Each line from the one that contains "For the mapping pass, tag each instance of the forearm" to the end of the material must be quoted exactly; include both end lines and nothing else.

Supplied data:
════════════════
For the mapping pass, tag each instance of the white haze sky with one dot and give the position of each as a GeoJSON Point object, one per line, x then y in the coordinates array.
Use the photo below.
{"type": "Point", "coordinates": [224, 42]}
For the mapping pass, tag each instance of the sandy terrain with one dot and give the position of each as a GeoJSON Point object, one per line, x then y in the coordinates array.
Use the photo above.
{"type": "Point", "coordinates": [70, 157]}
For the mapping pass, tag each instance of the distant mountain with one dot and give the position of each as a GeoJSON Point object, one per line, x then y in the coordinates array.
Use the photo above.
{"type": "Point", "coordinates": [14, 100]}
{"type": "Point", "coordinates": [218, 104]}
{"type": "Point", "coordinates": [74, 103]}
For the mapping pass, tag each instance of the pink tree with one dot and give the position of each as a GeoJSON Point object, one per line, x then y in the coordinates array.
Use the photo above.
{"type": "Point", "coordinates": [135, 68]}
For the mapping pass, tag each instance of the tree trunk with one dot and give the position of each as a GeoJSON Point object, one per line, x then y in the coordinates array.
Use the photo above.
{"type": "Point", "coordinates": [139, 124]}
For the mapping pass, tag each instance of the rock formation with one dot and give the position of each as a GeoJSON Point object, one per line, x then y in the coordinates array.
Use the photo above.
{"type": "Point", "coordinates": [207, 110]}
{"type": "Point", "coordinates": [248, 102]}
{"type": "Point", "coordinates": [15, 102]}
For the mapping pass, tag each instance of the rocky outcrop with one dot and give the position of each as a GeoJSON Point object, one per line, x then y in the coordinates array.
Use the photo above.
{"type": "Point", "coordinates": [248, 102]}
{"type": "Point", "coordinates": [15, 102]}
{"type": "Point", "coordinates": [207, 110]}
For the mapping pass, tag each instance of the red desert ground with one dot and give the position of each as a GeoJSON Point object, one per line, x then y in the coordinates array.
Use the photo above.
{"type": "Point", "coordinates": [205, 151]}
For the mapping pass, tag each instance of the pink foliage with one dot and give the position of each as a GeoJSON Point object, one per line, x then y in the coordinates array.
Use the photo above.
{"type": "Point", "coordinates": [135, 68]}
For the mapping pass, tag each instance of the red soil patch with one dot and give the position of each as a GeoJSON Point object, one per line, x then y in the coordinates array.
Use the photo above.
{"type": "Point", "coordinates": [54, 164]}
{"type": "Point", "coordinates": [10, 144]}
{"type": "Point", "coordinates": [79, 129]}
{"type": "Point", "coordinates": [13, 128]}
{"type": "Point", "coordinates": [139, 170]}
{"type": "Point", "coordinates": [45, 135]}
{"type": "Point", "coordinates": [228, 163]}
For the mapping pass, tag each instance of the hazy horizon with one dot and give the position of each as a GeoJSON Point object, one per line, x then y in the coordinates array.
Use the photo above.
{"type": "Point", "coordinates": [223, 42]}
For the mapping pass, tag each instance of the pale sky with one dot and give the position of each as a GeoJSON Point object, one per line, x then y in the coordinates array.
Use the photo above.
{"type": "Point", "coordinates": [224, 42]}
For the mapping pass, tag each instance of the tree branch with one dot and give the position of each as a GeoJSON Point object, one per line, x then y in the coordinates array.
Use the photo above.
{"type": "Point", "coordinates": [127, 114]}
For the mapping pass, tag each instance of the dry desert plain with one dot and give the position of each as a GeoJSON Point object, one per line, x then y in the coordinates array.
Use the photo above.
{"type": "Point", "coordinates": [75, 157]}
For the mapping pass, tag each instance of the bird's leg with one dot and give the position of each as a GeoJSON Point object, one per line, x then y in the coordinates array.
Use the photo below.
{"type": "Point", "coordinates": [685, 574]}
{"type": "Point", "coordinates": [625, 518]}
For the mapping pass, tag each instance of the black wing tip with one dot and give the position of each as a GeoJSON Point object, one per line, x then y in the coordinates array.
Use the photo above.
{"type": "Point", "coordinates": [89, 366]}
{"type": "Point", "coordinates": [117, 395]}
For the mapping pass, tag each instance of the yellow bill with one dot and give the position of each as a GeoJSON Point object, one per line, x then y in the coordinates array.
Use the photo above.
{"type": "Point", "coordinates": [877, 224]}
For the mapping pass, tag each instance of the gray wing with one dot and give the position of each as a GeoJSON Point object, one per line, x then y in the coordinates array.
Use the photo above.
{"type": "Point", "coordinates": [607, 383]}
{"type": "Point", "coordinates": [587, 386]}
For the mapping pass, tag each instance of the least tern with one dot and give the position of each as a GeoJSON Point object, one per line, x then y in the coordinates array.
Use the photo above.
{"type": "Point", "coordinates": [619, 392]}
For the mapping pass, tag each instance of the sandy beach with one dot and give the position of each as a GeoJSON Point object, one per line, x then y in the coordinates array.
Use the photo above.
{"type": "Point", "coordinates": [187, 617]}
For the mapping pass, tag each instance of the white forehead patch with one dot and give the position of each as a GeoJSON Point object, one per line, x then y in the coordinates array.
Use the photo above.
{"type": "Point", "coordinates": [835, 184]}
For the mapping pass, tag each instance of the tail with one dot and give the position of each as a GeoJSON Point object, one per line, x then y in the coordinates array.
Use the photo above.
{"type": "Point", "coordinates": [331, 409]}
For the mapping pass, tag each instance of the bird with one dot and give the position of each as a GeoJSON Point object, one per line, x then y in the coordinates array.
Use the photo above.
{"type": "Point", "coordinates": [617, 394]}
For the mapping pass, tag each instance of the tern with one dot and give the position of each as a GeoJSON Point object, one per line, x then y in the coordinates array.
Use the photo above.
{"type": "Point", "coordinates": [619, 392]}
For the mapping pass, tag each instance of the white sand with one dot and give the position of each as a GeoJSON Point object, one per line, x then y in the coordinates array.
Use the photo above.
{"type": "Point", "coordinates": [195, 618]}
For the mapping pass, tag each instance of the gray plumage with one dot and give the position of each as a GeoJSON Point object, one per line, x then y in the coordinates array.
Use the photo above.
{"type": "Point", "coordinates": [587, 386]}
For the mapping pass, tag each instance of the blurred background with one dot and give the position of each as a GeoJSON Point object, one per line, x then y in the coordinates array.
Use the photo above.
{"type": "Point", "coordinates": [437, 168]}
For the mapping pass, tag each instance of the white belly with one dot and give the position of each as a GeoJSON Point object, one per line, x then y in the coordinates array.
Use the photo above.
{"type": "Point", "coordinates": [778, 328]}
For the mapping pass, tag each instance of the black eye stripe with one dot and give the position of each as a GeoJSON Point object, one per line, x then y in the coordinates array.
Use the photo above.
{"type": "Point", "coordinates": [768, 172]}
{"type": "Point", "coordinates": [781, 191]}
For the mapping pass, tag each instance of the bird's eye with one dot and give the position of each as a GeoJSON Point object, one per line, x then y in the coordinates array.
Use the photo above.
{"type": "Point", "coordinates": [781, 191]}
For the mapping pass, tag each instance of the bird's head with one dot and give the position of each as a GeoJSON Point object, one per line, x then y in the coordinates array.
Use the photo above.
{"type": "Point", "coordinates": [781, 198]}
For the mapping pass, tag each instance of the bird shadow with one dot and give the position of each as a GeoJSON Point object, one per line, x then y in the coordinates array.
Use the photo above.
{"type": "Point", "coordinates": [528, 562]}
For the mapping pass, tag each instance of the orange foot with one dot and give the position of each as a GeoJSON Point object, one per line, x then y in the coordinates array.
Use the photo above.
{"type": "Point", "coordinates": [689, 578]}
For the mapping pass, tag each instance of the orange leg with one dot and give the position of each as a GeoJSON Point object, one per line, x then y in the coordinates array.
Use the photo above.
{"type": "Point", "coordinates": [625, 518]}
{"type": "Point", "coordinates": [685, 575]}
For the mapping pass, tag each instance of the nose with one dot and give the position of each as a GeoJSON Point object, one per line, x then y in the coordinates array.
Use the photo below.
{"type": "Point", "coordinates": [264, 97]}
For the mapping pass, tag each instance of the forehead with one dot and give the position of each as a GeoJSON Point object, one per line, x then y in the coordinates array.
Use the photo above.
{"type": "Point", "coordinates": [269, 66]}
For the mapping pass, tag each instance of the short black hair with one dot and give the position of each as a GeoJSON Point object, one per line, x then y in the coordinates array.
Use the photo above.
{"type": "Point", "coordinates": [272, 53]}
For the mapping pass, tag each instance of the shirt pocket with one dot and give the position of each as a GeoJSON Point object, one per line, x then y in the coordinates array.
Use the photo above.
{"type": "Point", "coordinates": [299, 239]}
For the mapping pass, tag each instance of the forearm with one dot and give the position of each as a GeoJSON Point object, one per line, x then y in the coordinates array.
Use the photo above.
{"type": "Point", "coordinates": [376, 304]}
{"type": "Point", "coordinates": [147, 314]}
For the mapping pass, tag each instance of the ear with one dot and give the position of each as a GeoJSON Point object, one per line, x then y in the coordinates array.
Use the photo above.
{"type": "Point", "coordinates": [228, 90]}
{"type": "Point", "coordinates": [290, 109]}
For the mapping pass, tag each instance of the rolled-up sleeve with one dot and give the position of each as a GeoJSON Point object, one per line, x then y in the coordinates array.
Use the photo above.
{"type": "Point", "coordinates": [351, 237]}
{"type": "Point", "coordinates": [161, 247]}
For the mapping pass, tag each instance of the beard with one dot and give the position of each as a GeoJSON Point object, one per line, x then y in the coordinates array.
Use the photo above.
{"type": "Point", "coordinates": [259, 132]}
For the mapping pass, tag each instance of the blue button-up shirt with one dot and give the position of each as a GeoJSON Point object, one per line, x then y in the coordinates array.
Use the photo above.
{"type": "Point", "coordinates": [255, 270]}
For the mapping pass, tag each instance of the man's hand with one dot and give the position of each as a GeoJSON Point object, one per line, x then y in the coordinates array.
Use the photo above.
════════════════
Completed task:
For the mapping pass, tag each instance of the forearm with one dot and give the position of each as a GeoJSON Point object, one per line, x then y in the coordinates array.
Use the photo above.
{"type": "Point", "coordinates": [376, 304]}
{"type": "Point", "coordinates": [147, 314]}
For the mapping pass, tag each instance of the ear with one dot and give the position of each as a GeoJSON Point object, one per line, x then y in the coordinates array.
Use the photo above.
{"type": "Point", "coordinates": [228, 90]}
{"type": "Point", "coordinates": [290, 109]}
For the mapping pass, tag each instance of the rolled-up sleeve with one dot and give the position of each as a GeoJSON Point object, one per line, x then y in the coordinates array.
Use the photo above.
{"type": "Point", "coordinates": [351, 237]}
{"type": "Point", "coordinates": [161, 247]}
For the mapping pass, tag each instance of the beard with one dot and give the position of each as a GeoJSON Point object, one per line, x then y in the coordinates array.
Use the photo above.
{"type": "Point", "coordinates": [259, 132]}
For the mapping pass, tag each instance of the blue button-up shirt with one dot and give the position of each as a GeoJSON Point object, one per line, x then y in the coordinates array.
Use the photo above.
{"type": "Point", "coordinates": [255, 270]}
For the mapping pass, tag each instance of the man's hand with one dot and give the position of each as a GeoJSON Point object, one per line, x then y in the coordinates array.
Use the photo above.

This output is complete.